| WORK TASK A |
Reproduce the passage on body change between "To boot, we" and "at the outset.", inclusive.
| WORK TASK B |
Resume the passage on body change, picking up right after its final sentence.

| EXTRACT TO READ |
============================================================

To boot, we may forever live with the effects of our previous girth in the look of our skin, and there’s nothing wrong or abnormal about it. The most powerful objective, if we’re honest, was never about having the ideal body as much as it was about having a better life.

What are we going to do about that now?

If we attached unreasonable promises to body change, it might be time to change our attitude. While the choice and discipline we harness for physical transformation can open us to deeper mental shifts, what’s inner work is still inner work. Accept that maybe the outer change is just the first step in a bigger movement in your life—a journey toward greater well-being and deeper self-acceptance that you were able to conceptualize at the outset.

Understand that change always leaves us feeling displaced for a while.

The more we feel like things aren’t the way they’re supposed to be, the more discomfort we’ll feel. If we can accept the unsettledness for a while, we’ll eventually relax into the new conditions. Life will continually change us over the years—our identities and our bodies. There isn’t a time when we won’t be expected to shift, grow, and adapt. This experience now is simply one version of that call to adaptability, a Primal principle if there ever was one.

============================================================

| DATASET ENTRIES |
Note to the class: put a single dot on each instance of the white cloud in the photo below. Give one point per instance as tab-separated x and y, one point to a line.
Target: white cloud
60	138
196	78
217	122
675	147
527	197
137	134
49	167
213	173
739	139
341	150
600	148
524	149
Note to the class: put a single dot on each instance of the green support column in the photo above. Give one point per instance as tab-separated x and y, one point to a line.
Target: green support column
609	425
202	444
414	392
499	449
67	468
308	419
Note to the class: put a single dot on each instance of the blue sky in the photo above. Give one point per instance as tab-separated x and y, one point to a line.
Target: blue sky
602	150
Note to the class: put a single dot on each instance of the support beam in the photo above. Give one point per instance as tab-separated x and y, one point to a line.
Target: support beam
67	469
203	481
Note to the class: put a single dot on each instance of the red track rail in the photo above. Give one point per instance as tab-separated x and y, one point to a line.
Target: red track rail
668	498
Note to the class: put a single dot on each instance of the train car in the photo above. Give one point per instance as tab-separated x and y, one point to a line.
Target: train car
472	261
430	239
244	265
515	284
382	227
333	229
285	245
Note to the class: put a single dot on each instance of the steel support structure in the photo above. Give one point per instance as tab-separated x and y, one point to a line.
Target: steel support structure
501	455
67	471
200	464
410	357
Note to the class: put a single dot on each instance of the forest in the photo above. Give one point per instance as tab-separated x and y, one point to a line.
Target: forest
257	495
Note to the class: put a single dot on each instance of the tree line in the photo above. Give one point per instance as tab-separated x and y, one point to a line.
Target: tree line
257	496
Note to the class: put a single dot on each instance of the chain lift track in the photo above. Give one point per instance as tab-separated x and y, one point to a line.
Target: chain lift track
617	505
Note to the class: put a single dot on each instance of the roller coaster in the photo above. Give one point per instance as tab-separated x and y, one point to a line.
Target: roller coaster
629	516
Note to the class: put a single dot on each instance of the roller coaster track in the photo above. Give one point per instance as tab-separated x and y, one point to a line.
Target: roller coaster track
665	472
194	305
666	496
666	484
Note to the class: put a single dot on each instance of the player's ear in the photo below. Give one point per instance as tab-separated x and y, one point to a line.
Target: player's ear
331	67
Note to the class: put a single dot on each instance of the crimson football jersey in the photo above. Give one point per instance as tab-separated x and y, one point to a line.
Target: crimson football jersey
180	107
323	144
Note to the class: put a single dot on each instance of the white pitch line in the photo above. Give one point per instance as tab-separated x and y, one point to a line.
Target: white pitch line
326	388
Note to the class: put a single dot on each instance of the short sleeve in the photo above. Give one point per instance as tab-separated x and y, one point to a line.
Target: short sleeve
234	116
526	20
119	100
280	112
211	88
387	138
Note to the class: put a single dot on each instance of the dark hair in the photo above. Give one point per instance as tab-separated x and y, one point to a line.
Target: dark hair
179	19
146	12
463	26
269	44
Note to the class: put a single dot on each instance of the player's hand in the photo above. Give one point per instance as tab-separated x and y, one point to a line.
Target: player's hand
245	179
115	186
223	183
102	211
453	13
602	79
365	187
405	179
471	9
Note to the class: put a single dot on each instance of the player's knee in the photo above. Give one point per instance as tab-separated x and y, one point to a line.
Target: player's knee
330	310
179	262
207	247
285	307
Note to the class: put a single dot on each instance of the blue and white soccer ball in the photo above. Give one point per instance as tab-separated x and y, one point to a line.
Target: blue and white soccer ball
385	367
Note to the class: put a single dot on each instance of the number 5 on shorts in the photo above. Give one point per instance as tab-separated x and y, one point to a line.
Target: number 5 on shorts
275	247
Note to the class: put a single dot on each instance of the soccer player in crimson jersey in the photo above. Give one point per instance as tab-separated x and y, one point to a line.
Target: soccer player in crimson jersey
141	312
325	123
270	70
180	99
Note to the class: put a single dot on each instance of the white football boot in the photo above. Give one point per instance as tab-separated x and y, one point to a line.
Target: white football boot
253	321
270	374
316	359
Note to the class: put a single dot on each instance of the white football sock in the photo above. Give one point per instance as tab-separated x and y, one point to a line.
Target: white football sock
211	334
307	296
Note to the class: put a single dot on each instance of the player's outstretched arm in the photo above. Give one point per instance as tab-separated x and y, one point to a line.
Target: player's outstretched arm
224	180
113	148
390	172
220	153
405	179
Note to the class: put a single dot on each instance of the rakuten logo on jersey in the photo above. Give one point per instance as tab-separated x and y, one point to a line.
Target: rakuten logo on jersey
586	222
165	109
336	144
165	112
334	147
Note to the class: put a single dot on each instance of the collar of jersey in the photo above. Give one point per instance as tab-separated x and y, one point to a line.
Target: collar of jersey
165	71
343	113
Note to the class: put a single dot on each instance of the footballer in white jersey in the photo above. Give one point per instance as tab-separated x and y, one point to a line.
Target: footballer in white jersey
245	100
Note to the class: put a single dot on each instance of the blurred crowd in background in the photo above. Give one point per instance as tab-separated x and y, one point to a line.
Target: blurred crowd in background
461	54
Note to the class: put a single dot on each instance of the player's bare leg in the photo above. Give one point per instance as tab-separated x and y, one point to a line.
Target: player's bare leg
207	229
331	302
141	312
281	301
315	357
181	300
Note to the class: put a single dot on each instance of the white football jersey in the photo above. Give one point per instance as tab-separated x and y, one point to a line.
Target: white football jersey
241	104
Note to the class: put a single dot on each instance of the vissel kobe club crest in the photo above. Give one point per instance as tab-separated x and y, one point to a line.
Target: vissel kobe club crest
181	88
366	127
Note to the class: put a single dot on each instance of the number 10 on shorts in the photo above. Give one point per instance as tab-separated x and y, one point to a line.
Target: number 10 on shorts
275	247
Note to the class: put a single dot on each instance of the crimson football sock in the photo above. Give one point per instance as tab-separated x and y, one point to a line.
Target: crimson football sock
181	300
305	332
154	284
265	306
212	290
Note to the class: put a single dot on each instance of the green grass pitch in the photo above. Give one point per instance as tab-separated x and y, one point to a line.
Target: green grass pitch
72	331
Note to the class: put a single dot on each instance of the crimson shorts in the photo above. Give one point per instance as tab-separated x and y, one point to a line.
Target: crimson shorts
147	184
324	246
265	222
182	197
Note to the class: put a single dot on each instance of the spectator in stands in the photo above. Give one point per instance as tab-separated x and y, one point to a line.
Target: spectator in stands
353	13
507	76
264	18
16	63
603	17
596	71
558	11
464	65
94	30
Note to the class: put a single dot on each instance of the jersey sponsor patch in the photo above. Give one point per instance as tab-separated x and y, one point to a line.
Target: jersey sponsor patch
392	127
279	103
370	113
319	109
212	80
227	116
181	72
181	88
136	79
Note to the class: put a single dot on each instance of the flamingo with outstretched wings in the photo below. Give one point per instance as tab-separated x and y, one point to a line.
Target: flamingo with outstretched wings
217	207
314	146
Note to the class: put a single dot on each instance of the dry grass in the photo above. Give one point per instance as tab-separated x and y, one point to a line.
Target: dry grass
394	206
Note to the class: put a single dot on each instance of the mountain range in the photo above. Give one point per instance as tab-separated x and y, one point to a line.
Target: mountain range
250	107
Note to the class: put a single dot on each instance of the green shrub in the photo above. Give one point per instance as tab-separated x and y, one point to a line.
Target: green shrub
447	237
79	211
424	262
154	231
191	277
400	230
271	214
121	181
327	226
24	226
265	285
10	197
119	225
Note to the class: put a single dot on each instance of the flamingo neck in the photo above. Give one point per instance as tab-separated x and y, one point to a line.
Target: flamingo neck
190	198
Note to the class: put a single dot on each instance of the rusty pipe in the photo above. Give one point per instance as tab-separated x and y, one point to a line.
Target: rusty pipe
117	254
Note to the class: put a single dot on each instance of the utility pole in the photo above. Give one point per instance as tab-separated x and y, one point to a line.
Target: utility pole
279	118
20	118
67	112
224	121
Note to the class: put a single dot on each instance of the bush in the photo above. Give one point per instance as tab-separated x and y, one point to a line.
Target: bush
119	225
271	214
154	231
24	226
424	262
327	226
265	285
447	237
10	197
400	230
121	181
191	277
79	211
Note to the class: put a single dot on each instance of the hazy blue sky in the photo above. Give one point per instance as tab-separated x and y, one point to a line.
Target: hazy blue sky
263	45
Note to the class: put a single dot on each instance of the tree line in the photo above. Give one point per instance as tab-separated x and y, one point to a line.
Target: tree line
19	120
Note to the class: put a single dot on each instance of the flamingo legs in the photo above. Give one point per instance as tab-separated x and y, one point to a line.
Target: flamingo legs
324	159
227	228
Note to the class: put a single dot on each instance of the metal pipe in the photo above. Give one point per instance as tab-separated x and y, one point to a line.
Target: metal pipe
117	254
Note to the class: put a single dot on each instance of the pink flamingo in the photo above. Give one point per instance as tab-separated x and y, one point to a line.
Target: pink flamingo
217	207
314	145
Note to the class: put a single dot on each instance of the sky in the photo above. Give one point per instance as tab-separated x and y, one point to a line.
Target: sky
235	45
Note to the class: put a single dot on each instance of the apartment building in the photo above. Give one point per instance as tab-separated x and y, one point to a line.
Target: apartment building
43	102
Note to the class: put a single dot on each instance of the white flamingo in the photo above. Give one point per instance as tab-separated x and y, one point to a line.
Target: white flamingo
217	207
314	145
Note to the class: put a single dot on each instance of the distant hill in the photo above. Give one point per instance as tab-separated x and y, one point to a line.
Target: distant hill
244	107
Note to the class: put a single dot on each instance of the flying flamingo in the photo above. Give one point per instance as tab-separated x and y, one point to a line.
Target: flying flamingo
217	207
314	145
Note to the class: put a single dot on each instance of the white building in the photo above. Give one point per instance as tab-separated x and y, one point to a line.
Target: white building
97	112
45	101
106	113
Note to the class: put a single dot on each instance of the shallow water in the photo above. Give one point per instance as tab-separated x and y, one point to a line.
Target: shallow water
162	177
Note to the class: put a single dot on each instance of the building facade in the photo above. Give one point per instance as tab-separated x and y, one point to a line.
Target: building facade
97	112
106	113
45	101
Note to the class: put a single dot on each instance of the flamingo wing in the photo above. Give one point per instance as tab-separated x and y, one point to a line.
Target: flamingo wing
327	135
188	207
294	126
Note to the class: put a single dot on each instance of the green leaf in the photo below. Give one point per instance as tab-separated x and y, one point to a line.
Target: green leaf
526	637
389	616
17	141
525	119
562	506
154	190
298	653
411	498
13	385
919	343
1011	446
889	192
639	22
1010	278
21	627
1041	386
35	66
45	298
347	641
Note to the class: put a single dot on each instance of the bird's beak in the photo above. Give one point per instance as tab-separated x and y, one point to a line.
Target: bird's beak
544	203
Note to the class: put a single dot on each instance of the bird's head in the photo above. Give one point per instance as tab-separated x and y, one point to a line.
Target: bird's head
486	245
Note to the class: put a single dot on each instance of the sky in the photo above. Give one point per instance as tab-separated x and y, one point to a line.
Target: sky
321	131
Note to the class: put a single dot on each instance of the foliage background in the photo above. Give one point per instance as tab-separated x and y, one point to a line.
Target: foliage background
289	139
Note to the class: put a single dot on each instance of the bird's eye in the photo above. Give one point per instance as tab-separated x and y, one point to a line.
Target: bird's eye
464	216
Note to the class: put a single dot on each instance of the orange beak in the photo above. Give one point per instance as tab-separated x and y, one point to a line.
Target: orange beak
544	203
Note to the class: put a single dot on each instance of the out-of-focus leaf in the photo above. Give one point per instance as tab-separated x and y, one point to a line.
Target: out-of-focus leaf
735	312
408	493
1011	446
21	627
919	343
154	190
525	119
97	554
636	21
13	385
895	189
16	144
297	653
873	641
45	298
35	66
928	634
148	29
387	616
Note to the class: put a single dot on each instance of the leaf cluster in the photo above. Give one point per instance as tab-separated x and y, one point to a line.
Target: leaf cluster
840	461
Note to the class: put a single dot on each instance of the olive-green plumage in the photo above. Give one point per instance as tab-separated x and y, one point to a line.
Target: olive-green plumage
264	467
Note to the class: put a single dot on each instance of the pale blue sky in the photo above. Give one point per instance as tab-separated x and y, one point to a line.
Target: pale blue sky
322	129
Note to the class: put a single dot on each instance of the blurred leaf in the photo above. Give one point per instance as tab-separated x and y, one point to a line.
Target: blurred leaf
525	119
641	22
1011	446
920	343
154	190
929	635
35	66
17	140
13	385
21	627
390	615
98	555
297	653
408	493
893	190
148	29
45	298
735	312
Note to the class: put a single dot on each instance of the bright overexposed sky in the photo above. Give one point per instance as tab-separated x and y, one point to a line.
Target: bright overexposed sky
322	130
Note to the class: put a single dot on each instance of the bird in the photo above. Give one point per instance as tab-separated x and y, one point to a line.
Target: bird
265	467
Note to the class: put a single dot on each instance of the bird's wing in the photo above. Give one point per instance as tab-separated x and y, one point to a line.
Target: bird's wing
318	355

============================================================

| EXERCISE RESPONSE A |
To boot, we may forever live with the effects of our previous girth in the look of our skin, and there’s nothing wrong or abnormal about it. The most powerful objective, if we’re honest, was never about having the ideal body as much as it was about having a better life.

What are we going to do about that now?

If we attached unreasonable promises to body change, it might be time to change our attitude. While the choice and discipline we harness for physical transformation can open us to deeper mental shifts, what’s inner work is still inner work. Accept that maybe the outer change is just the first step in a bigger movement in your life—a journey toward greater well-being and deeper self-acceptance that you were able to conceptualize at the outset.

| EXERCISE RESPONSE B |
Find other people who get what you’re going through. Process it, but put it in perspective. Others have come to feel at home in themselves after transforming their bodies, and so will you with time.

Let go of what others think of you.

This truth goes for all of us at any time. The fact is, we’d all be more peaceful, grounded people if we gave up our careers in mind-reading and extracted our self-image from others’ perceptions.

This goes double, like it or not, when we’re feeling vulnerable or pressured by others’ commentary. Sure, it might not seem fair to have to be the ones to change more when the problem is other people, or so we think. The point isn’t who’s to “blame,” but what we want to feel. Do we want to feel good about our transformation rather than feel targeted by it? Then the onus is on us to detach.

Who we are has nothing to do with what others think. We can give away our self-identity to the social consensus if we really want to, but that’s a choice—and not a healthy one.

Practice feeling solid in yourself with some kind of meditative method that fits you. (And, yes, it is a practice that takes root over time rather than an intellectual realization that solves everything in the moment.) Harness the physical strength and resilience you’ve experienced in your fitness endeavors and imagine transferring them to emotional fortitude.

Love the person you were.

This might sound more sentimental than my usual commentary, but it’s worth saying. In fact, I wish it were said more often.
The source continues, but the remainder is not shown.